■ Exercise brief:
Before you reproduce the entries that follow, strip out any image they contain and keep the rest exact.

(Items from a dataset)
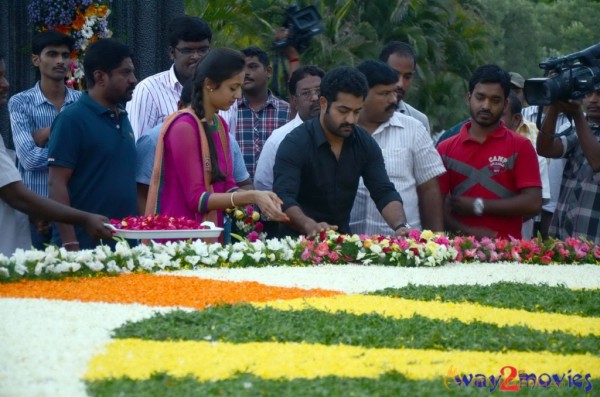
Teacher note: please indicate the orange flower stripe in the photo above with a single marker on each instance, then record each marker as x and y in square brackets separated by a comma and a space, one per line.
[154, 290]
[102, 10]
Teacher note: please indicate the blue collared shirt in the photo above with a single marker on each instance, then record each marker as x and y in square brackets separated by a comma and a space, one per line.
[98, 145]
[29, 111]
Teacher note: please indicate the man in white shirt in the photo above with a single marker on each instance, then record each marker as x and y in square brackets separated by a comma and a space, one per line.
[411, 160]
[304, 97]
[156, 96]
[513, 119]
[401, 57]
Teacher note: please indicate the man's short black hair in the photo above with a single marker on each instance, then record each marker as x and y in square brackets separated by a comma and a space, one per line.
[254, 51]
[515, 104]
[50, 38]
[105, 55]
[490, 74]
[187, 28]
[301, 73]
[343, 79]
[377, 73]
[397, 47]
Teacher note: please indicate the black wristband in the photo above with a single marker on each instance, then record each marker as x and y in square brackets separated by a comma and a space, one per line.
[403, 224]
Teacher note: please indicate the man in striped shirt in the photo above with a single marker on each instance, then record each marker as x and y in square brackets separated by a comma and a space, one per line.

■ Written response:
Teacher note: please indicate the orange flower stripe in the photo above with a single marker on each instance, then record each marker as x and y in square brackets separated by a comma and a space, one per line.
[154, 290]
[102, 10]
Teacher note: please indicate the blue collared shirt in the photo above with a single marker on each instance, then record each marker as x and y in square brackets separated by a comma and a space, one per line.
[98, 145]
[29, 111]
Teacher note: please indicate the man in white shirt in the photo above with a single marker on each instance, then record each marker as x and y in square brackets separated by a comma and a space, one per line.
[411, 160]
[304, 97]
[156, 96]
[513, 119]
[401, 57]
Teacher note: please indicate the man's short black hair in the photo above with a single marker on each instance, then record each marker as x and y in square brackets separated by a comma and a space, one per line.
[254, 51]
[515, 104]
[50, 38]
[105, 55]
[490, 74]
[187, 28]
[301, 73]
[343, 79]
[377, 73]
[397, 47]
Teacher note: please indicate the black wristband in the photo above with a single marker on each instance, then record each marker as x and y in square brackets separated by a comma and a space, one per line.
[403, 224]
Teacher note: please indicate the man in striped shirt in the photo above with a single marker on each instance, then record each marker as x and y in square brackets separated by a comma and a space, one per line.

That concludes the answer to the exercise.